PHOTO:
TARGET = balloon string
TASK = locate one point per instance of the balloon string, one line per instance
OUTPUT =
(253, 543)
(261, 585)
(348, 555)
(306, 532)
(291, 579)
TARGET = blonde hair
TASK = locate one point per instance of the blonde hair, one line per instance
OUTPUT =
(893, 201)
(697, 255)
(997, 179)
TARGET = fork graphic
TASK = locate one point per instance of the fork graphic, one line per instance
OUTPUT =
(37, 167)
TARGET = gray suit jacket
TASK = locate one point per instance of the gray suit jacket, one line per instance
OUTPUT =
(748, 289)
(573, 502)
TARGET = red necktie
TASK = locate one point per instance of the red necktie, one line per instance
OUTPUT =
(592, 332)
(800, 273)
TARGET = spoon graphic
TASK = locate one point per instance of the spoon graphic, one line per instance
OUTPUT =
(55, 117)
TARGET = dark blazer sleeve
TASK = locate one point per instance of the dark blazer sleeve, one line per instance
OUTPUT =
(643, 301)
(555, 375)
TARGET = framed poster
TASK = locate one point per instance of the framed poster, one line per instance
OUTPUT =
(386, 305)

_ _ _

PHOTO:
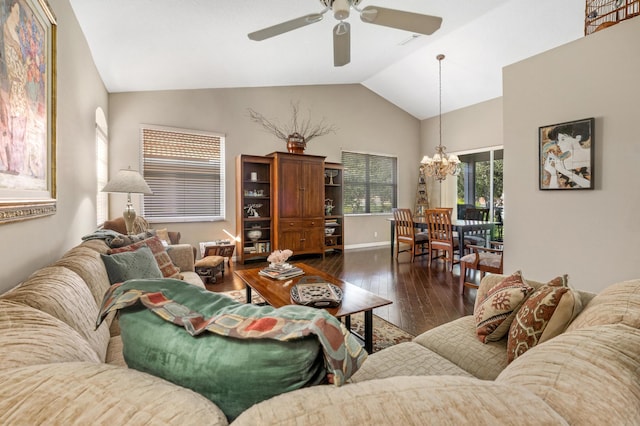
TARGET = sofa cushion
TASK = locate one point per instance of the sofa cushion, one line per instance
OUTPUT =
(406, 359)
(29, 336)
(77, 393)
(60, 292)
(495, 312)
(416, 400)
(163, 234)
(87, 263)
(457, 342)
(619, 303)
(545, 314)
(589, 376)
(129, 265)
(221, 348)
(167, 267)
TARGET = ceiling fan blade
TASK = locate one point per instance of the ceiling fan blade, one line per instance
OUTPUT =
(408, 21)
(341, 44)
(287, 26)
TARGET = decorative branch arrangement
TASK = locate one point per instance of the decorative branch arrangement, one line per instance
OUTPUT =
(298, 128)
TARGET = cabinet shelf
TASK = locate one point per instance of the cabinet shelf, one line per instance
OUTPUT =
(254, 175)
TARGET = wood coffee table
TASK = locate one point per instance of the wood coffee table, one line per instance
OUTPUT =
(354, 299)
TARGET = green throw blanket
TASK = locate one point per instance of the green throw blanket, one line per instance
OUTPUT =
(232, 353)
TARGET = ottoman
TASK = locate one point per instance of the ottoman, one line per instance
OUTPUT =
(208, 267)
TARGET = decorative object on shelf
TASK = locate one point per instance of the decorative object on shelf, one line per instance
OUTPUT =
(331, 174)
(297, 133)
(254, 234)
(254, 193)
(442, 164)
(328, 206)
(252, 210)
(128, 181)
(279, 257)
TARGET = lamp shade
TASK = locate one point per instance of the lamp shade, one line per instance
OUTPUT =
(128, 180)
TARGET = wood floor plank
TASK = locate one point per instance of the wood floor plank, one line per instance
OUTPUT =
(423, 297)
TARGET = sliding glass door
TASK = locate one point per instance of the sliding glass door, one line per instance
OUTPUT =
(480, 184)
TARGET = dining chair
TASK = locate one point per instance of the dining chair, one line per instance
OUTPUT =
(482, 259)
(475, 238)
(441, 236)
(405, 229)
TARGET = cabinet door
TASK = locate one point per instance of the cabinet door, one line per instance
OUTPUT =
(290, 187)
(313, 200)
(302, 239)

_ _ _

Go through the listing, find each line with the word "sofa", and copy it.

TARGET = sofa cushion
TASK = locate one point per instance of the sofa cushion, one line per instance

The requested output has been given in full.